— Task prompt —
Pick out each line of the listing below that contains the string "green". Case counts, so match capitals and lowercase letters as given.

— Records for the task —
☆ ☆ ☆

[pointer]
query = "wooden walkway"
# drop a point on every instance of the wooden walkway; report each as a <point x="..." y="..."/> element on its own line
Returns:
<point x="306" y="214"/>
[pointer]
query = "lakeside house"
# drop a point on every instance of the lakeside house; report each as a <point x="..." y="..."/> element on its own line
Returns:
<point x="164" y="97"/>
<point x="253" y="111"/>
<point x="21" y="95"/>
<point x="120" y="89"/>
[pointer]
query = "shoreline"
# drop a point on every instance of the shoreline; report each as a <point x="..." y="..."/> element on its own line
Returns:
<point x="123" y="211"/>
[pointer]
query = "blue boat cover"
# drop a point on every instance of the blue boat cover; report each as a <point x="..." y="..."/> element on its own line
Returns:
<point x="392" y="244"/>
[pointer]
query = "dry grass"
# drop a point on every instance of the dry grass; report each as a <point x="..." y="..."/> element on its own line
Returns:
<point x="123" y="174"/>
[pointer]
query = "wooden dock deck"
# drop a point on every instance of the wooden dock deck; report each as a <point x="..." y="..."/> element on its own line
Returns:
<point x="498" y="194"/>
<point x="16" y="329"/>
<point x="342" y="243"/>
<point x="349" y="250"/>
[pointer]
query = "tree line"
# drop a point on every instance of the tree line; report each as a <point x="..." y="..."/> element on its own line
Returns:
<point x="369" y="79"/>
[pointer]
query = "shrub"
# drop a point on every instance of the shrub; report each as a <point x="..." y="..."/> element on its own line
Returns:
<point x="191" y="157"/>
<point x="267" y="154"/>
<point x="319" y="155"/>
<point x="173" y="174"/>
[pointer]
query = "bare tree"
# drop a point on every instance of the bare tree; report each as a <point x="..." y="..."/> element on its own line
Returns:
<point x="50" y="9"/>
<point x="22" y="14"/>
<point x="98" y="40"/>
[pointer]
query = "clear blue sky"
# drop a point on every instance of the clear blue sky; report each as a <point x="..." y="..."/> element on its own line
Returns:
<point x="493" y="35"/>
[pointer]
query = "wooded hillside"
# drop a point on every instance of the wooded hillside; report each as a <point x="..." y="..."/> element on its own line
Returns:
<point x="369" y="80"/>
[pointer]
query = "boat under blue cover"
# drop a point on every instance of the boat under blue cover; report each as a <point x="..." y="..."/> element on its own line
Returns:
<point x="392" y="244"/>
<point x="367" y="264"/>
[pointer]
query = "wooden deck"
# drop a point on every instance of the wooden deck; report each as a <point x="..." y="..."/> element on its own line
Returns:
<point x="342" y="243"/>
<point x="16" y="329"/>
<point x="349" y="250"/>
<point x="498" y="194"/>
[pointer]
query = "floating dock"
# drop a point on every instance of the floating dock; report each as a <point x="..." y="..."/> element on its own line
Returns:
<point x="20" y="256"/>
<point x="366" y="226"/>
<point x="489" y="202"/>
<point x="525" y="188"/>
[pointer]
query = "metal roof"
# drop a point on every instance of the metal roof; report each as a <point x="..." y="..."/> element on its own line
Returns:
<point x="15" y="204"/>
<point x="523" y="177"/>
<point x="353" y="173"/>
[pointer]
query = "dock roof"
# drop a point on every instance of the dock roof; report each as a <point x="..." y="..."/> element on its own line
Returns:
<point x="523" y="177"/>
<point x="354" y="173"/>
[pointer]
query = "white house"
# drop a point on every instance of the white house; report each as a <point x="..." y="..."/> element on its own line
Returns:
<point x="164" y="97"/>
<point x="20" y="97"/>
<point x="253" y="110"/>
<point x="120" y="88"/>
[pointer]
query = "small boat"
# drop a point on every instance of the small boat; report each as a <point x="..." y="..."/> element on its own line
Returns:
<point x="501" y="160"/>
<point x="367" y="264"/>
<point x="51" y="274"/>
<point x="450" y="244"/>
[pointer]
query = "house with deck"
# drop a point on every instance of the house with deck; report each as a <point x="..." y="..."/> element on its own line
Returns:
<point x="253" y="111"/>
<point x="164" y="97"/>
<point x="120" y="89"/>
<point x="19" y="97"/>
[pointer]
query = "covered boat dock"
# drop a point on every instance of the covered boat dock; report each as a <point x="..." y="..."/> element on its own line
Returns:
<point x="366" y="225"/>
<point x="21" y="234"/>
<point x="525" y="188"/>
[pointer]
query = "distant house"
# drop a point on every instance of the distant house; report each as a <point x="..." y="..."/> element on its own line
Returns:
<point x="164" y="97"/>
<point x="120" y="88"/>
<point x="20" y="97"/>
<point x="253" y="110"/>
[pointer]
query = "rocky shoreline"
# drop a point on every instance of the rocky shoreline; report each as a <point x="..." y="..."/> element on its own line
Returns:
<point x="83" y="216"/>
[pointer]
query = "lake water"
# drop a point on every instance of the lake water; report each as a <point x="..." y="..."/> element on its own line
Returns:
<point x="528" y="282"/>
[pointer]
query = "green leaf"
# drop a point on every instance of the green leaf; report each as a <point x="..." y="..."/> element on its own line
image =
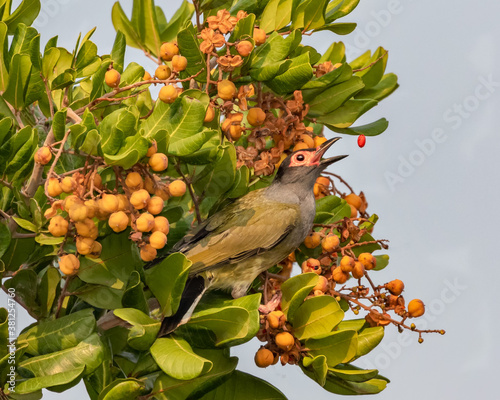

☆ ☆ ☆

— Result —
query = "green leaf"
# drop a point on every instance of the green leaf; report each as a <point x="..." y="..."/> element on its own line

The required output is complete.